SOURCE RECORDS:

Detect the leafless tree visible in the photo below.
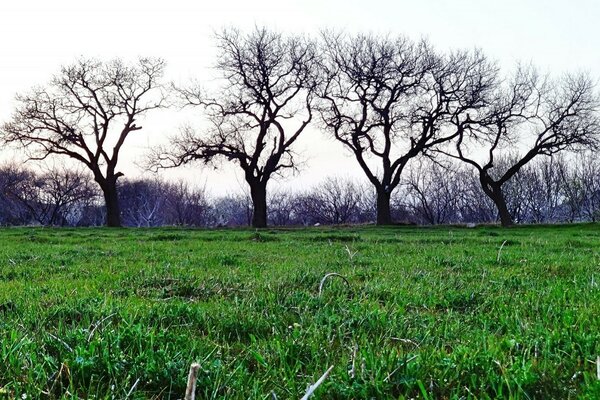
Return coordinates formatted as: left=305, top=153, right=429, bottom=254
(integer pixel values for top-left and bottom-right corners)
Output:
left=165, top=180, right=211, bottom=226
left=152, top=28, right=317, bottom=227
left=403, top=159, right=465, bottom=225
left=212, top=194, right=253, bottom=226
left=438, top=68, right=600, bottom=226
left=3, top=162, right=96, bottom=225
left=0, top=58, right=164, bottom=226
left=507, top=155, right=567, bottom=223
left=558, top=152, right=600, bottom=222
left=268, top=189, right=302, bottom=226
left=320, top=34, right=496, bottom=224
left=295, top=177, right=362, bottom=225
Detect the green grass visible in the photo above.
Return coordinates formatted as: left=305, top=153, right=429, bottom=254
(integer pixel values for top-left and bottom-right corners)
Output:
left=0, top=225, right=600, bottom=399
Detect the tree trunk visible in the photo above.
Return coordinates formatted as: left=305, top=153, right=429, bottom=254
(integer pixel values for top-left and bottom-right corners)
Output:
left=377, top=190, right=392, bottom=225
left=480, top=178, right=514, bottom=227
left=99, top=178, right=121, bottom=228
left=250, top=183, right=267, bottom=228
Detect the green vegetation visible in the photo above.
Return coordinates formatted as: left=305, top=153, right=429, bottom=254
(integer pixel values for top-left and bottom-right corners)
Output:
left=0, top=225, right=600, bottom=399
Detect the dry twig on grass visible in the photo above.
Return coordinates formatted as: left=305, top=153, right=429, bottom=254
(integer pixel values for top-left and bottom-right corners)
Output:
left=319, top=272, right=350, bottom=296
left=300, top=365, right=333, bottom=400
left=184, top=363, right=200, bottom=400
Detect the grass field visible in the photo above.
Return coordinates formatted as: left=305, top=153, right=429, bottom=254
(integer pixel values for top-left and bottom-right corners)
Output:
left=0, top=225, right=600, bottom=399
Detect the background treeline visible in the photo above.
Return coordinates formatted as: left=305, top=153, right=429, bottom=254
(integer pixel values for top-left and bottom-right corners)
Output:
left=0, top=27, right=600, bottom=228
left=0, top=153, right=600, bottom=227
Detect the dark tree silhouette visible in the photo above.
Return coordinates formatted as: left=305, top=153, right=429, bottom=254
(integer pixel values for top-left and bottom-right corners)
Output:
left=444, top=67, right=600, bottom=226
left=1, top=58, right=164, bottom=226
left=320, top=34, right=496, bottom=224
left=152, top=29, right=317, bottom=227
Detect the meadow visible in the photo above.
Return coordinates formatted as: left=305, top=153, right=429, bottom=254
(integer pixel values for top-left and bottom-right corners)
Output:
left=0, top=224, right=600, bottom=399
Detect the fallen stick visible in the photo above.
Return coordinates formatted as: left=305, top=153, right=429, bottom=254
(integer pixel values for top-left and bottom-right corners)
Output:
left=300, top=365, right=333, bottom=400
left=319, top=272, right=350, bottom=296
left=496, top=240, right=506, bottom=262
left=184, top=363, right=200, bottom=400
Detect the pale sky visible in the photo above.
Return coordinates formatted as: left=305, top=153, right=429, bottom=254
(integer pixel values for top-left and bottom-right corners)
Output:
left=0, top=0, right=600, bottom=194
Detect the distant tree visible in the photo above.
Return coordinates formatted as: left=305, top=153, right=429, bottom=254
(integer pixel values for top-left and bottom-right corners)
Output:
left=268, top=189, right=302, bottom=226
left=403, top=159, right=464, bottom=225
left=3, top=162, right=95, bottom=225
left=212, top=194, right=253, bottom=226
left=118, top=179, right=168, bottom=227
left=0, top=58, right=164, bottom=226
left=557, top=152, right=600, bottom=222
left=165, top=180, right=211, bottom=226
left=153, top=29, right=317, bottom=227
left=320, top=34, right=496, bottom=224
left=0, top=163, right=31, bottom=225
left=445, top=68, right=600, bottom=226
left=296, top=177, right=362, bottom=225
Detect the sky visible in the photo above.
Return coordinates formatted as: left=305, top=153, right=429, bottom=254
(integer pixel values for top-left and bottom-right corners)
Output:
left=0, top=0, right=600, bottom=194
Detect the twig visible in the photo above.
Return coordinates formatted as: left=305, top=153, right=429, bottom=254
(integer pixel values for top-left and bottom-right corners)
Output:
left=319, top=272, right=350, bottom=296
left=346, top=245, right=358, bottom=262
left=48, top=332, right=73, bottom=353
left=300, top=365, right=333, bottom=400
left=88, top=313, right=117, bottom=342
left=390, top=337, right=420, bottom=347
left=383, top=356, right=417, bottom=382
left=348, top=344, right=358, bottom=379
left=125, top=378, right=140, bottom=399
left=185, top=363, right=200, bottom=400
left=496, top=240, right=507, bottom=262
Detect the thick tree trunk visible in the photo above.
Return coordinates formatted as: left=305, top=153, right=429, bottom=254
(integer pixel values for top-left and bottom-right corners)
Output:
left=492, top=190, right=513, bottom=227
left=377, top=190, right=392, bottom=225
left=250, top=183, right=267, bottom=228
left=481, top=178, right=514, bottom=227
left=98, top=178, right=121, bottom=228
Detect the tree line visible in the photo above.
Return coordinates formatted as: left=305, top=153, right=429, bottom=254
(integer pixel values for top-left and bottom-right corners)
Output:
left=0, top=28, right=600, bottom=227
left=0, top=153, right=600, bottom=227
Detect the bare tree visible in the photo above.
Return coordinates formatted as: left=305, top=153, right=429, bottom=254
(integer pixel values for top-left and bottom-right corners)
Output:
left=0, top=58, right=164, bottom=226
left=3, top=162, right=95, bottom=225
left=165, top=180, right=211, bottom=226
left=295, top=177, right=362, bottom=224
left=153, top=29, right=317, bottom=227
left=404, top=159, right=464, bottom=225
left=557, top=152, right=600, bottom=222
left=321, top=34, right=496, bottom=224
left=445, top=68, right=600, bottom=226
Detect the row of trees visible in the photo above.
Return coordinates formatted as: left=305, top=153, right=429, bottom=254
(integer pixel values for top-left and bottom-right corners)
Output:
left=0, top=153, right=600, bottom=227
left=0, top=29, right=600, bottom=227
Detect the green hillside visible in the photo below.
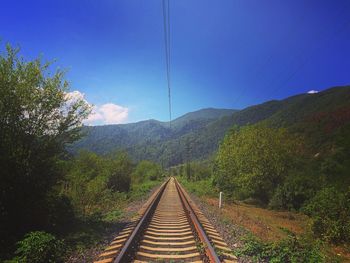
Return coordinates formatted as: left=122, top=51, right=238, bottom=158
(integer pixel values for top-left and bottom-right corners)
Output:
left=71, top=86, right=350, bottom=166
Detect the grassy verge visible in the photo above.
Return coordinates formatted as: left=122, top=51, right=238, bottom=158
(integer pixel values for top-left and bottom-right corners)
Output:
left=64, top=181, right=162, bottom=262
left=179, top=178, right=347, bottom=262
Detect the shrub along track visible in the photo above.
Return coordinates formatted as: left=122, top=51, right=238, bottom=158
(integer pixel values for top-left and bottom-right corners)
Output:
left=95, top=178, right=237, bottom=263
...
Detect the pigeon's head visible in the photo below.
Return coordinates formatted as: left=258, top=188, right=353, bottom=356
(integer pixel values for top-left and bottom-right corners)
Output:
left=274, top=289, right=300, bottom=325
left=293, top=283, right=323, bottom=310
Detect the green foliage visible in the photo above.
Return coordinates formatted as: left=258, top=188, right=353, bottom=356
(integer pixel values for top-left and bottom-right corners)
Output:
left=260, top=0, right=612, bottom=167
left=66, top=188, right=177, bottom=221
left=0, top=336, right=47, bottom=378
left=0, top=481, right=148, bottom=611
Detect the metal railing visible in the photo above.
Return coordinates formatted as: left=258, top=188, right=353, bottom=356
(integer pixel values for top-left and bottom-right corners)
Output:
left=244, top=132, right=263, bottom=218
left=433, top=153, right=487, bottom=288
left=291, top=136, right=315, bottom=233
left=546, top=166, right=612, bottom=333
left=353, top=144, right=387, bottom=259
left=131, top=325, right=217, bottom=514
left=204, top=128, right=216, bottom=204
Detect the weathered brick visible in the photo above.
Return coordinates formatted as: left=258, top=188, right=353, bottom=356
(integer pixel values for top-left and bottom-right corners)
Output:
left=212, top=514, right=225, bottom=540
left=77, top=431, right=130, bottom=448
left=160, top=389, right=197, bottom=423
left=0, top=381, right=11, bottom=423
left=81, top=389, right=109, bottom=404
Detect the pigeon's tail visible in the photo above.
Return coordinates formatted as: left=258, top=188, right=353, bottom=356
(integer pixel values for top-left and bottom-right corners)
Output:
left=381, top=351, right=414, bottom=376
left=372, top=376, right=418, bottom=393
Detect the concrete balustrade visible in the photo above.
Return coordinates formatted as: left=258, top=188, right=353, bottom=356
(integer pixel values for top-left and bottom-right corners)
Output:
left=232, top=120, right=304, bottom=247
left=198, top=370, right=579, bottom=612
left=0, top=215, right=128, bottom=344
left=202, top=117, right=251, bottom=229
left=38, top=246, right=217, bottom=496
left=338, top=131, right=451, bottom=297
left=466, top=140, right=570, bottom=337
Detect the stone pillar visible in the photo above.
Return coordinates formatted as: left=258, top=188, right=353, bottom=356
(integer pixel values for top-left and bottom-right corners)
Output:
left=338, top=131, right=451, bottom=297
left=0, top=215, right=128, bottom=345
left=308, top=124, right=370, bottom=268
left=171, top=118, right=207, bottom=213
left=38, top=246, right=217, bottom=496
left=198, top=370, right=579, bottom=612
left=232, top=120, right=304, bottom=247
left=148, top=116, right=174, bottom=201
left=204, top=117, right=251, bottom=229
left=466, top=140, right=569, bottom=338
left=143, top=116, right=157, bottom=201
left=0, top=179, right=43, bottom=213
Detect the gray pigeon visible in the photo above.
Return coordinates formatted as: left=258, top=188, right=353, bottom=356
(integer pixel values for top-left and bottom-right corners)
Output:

DO THIS:
Find every line in the rows above that contains the word "pigeon" and copy each of those lines.

OUTPUT BELOW:
Detect the pigeon's head visible in the photo below.
Detect the pigeon's tail visible in the photo above.
Detect the gray pigeon visible in the photo above.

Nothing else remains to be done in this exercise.